> AIM OF THE EXERCISE: How many lines in the material below contain the string "wooden"? Matches must have the same uppercase and lowercase letters. Reply with the number only.

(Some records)

____________

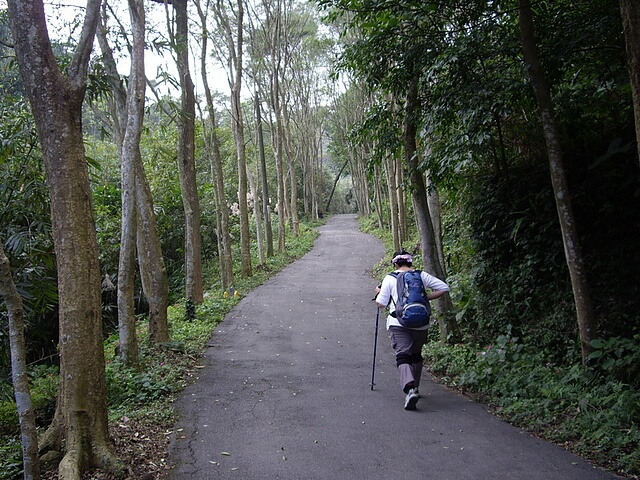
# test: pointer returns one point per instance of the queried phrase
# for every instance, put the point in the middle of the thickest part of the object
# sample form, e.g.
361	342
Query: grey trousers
407	344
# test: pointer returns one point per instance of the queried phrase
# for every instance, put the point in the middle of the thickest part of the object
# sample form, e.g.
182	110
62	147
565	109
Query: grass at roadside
588	412
141	415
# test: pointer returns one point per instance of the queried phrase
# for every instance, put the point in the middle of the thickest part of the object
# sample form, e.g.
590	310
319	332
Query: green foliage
617	358
44	392
596	417
10	459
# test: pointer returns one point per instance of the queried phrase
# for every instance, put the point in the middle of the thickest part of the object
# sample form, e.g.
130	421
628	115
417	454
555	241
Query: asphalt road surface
285	391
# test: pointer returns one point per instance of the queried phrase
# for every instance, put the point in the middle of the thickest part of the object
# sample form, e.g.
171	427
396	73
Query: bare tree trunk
630	11
225	254
263	178
435	211
153	273
129	158
430	257
235	67
80	421
571	241
186	162
19	375
392	186
258	216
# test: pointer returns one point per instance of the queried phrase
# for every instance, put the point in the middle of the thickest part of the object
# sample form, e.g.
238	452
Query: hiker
407	342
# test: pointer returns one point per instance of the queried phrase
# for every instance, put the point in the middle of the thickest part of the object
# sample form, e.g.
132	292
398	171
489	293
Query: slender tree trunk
153	273
129	159
392	186
431	259
80	421
258	216
571	241
435	211
263	178
335	183
630	11
19	374
225	254
186	162
403	230
235	45
238	131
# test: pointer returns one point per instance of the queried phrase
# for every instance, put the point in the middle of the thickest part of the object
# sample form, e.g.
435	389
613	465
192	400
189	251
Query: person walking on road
407	342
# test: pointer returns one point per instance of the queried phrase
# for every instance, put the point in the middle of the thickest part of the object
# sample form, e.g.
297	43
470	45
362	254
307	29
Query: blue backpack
413	309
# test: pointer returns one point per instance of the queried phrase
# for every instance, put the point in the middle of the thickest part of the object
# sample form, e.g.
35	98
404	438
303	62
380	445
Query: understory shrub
594	415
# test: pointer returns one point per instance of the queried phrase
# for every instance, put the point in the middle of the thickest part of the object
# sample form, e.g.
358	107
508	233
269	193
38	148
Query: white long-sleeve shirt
389	292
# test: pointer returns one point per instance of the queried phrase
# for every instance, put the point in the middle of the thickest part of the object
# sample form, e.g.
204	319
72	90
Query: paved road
285	392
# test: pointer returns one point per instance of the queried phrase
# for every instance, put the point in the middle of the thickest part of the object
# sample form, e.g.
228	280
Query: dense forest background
287	111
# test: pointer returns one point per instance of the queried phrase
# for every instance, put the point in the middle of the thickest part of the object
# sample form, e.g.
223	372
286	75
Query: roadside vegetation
141	414
525	363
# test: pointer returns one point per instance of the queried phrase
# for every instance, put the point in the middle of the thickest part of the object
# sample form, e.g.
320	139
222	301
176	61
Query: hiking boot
411	399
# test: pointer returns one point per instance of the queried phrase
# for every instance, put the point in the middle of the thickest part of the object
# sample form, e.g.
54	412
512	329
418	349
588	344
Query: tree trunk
435	211
392	186
153	273
630	11
255	194
129	157
80	421
572	249
263	179
186	162
238	134
235	48
431	260
225	254
19	375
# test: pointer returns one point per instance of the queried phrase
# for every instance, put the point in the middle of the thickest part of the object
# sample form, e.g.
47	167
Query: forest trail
285	391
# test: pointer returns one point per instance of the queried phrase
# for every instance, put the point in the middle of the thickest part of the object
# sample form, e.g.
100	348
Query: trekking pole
375	347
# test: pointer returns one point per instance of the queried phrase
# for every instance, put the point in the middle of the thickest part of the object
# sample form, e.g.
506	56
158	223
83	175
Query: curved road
285	392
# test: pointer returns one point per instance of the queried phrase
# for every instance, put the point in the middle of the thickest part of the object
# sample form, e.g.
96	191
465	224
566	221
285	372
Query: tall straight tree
129	155
232	28
194	291
212	143
630	11
430	256
572	248
19	374
80	420
153	273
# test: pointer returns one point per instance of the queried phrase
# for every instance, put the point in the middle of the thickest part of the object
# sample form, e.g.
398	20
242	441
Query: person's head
402	258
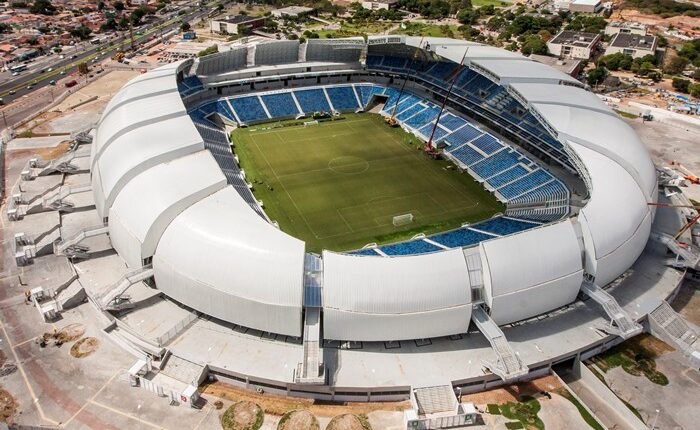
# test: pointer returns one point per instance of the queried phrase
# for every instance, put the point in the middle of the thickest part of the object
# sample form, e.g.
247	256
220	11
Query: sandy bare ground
512	393
278	405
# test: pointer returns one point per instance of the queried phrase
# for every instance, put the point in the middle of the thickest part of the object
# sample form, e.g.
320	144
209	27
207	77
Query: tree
82	32
533	45
681	84
43	7
676	64
597	75
210	50
694	90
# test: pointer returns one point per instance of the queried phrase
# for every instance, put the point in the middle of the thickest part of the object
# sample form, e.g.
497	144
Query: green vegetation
587	417
637	357
421	29
525	412
208	51
625	114
337	185
664	8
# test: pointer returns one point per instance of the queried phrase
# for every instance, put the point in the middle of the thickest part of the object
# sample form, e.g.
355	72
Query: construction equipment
430	149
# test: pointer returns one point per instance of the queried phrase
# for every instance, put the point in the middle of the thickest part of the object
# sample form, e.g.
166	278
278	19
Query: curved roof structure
166	198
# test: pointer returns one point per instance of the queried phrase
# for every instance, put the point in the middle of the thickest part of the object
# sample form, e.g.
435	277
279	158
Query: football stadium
348	219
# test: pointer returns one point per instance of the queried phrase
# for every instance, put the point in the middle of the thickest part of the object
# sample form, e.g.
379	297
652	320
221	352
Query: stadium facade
567	168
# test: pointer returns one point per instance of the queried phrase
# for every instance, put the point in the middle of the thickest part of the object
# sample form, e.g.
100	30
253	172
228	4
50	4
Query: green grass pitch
337	185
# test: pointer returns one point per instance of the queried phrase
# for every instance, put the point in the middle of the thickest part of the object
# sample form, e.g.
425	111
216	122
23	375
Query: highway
70	65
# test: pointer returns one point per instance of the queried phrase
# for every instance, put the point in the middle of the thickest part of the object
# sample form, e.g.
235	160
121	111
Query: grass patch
626	114
431	30
525	412
337	185
636	356
243	416
587	417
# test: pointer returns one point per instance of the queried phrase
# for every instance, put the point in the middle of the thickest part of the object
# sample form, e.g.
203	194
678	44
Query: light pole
656	417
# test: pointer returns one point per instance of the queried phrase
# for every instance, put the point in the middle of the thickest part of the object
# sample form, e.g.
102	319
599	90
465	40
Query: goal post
404	219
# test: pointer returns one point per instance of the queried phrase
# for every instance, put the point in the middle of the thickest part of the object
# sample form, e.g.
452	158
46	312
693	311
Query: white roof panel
607	135
221	242
531	258
395	285
141	149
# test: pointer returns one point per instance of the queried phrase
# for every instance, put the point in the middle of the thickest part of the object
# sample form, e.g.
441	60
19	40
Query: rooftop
239	19
635	41
576	38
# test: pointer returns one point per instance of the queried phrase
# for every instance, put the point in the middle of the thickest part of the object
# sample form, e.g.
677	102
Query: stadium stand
342	98
312	100
280	105
248	109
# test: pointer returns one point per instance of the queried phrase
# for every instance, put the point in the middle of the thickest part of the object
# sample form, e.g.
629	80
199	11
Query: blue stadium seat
460	238
223	108
509	175
496	163
280	105
312	100
407	248
525	184
503	226
248	109
342	98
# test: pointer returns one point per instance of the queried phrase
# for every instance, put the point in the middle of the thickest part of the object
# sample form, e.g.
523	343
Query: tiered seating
407	113
460	238
554	190
525	184
312	100
426	116
496	163
466	154
408	248
342	98
367	91
248	109
224	110
280	105
503	226
189	85
507	176
487	143
464	134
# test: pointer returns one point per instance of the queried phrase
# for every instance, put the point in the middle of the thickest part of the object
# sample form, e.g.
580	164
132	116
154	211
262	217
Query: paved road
70	65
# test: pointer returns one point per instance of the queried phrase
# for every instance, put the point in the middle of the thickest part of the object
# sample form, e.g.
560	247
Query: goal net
404	219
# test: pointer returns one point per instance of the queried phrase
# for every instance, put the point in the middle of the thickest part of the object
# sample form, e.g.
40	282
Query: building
565	65
234	24
380	4
585	6
292	11
625	27
633	44
573	44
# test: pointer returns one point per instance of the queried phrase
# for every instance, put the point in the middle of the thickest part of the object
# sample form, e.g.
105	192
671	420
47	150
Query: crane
392	119
689	224
429	148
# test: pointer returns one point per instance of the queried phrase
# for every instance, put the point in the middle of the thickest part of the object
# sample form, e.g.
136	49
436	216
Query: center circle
348	165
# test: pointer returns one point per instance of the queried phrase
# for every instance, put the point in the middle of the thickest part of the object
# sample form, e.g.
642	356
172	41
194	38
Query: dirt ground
300	420
8	406
512	393
242	415
687	302
345	422
278	405
84	347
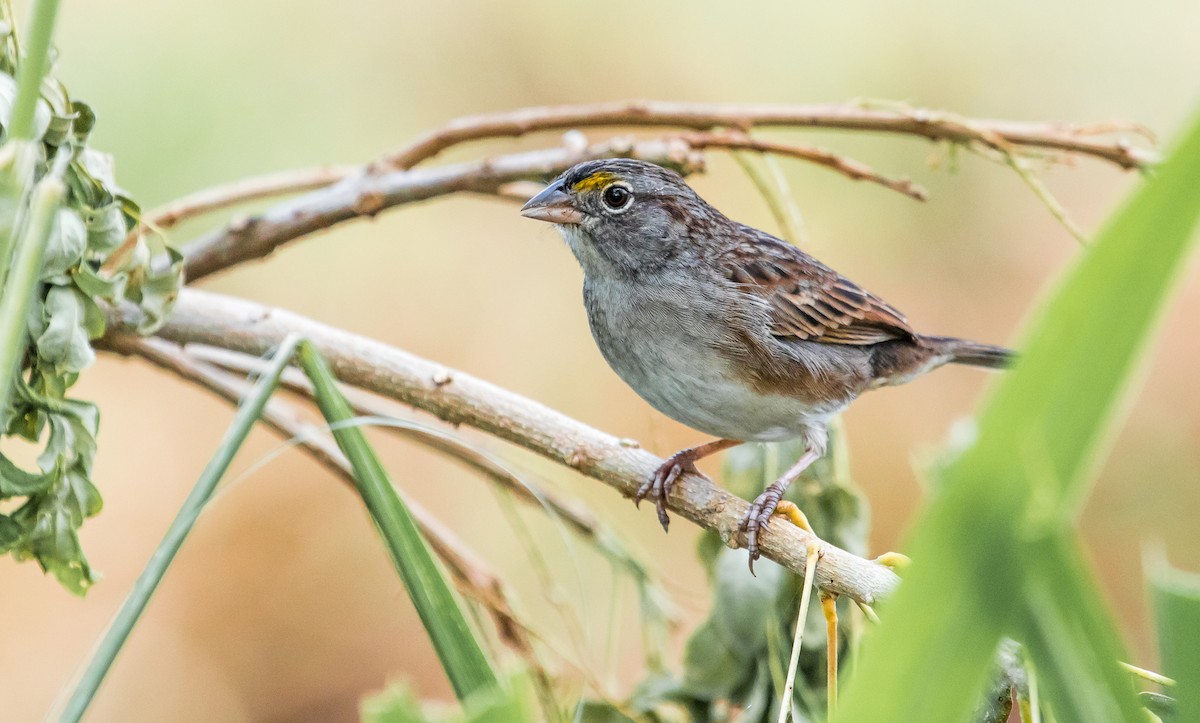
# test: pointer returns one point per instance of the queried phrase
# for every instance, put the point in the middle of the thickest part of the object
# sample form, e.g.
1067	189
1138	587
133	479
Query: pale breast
666	342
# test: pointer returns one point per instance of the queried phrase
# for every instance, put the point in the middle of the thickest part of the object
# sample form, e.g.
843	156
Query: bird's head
628	214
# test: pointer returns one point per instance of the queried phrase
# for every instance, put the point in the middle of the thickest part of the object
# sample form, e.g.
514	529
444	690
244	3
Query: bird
726	328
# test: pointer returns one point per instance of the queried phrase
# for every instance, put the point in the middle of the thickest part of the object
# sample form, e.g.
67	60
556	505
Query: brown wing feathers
810	300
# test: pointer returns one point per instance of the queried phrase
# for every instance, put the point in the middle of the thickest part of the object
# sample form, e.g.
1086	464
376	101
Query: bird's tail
960	351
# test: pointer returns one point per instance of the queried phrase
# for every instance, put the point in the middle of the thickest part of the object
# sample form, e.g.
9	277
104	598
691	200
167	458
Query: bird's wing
809	300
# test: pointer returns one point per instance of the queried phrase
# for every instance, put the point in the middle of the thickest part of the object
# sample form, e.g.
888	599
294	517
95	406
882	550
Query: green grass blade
461	655
148	581
1029	468
1063	615
22	282
33	69
1176	597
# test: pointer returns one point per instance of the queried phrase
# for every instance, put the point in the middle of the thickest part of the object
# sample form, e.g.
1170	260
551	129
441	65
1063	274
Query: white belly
663	347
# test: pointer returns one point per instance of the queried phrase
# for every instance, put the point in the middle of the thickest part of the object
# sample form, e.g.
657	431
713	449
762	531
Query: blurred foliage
89	258
1176	597
1002	519
511	703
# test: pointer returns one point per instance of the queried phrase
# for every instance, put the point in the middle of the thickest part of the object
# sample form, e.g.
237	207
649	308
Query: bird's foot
659	484
759	517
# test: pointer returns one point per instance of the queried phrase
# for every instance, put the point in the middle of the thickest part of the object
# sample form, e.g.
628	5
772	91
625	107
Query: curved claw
660	483
757	518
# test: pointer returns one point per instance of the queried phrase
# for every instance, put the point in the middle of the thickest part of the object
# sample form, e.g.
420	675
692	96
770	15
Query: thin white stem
813	551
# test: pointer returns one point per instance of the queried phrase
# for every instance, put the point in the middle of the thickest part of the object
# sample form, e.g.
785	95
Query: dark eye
617	197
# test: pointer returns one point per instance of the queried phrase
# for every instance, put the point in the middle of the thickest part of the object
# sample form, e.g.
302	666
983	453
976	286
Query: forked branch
457	398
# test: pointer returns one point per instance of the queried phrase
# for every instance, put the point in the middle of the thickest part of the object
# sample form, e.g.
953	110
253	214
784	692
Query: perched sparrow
724	327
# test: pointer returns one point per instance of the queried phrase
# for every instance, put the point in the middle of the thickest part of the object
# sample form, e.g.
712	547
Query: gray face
631	216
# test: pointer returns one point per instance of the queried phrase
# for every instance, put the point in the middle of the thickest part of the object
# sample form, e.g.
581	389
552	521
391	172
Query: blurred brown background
282	605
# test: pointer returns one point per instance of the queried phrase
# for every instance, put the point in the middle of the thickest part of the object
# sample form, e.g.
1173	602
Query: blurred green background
283	605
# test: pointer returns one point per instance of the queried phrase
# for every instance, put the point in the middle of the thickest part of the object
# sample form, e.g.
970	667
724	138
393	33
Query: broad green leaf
1065	611
461	655
1024	477
65	341
16	482
1176	598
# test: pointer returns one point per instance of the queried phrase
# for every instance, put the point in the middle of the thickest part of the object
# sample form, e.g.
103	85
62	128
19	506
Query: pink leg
765	505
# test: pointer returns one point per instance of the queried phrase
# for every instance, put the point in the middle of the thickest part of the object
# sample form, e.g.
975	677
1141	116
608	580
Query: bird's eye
617	197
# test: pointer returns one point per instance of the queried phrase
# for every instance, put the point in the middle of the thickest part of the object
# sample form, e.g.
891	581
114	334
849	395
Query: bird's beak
553	205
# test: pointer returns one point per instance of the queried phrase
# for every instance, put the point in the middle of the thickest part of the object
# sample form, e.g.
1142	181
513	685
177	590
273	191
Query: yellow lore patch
597	180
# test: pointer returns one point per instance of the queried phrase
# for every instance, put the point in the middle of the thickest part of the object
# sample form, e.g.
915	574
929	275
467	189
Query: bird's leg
765	505
660	483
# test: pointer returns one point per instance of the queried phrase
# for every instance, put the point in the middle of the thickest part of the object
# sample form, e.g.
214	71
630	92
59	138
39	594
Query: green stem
148	581
461	656
22	282
31	69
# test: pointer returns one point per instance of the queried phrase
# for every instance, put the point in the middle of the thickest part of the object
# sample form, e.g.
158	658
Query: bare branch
928	124
847	167
473	575
457	398
241	191
367	193
574	514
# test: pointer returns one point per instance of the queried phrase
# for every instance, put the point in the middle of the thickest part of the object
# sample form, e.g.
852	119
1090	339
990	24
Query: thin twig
457	398
576	517
243	191
472	573
367	193
847	167
924	123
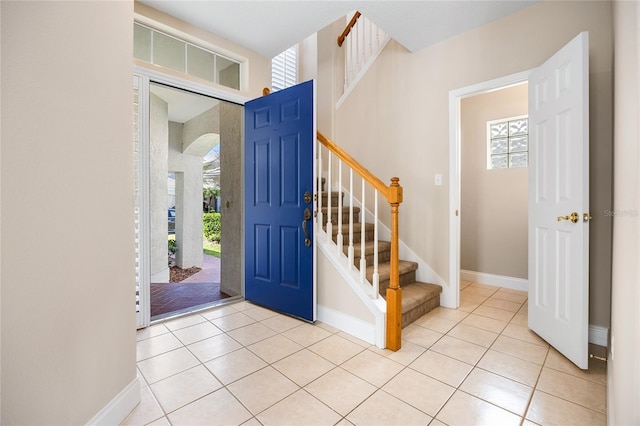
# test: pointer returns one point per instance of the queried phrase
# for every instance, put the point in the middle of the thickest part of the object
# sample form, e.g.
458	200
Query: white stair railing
362	40
393	195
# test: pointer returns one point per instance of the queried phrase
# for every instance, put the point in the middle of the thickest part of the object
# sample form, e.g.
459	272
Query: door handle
307	216
573	217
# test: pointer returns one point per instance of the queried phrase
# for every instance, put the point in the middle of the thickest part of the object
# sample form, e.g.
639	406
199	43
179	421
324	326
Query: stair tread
384	269
345	228
417	293
368	247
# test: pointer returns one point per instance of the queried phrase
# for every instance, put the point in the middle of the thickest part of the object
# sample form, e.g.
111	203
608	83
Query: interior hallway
479	364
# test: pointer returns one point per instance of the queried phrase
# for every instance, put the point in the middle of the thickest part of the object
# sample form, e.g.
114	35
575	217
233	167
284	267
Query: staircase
418	298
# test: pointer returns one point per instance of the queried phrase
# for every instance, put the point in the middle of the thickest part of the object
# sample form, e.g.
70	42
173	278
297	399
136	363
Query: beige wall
158	190
624	362
68	317
396	121
259	75
188	170
494	203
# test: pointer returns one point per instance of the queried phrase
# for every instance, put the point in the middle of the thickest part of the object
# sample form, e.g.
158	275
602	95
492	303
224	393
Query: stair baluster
329	215
363	259
339	238
376	275
350	253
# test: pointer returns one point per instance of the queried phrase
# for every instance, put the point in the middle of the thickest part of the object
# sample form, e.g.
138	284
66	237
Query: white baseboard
497	280
119	407
598	335
350	325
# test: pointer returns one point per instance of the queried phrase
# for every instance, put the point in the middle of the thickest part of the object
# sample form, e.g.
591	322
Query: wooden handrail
347	30
393	194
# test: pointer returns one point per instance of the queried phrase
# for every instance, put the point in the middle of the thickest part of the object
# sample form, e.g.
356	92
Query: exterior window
284	69
508	143
167	51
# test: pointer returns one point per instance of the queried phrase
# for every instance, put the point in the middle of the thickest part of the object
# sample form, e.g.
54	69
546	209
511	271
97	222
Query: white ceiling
269	27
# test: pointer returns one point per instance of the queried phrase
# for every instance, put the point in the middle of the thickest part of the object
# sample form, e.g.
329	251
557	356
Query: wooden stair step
345	215
357	227
384	252
406	270
418	299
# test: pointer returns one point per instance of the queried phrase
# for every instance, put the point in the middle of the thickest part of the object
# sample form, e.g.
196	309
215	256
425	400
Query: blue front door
279	137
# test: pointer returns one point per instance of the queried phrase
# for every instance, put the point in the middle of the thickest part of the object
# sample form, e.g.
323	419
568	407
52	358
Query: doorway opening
185	143
494	188
450	296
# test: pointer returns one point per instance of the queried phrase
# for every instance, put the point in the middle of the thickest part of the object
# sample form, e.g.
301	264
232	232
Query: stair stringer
374	333
362	72
424	273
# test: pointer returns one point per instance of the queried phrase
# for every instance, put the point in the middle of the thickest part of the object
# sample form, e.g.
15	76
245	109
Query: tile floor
479	364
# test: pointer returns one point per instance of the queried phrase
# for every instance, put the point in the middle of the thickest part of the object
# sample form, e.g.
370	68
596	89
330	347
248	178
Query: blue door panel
279	136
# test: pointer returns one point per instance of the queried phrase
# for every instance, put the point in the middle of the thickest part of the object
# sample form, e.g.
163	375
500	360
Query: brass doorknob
573	217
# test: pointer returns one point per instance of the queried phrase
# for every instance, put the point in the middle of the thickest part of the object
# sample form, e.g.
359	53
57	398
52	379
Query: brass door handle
307	216
574	217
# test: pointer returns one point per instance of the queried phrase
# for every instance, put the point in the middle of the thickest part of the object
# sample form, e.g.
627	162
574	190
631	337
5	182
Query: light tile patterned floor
479	364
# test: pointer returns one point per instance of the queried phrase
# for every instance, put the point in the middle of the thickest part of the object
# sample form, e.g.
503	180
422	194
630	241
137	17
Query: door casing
149	75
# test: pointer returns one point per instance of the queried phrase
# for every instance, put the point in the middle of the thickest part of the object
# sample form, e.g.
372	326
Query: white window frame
284	69
488	142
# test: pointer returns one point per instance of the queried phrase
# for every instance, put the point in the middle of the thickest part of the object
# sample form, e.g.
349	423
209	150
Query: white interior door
559	200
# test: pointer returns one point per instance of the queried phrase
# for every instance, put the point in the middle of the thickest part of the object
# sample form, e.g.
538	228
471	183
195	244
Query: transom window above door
508	143
165	50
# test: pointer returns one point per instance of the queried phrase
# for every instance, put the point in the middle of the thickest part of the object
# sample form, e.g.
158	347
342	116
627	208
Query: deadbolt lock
573	217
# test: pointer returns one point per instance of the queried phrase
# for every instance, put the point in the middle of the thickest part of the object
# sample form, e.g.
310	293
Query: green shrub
211	226
172	246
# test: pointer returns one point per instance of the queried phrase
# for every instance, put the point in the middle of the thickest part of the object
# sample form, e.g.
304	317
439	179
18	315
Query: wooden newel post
394	292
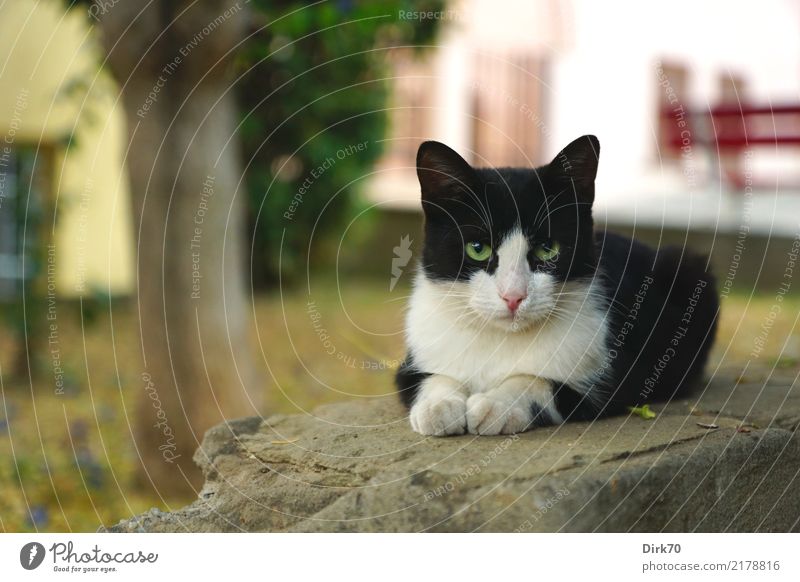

____________

> EXERCISE OUTPUT: 3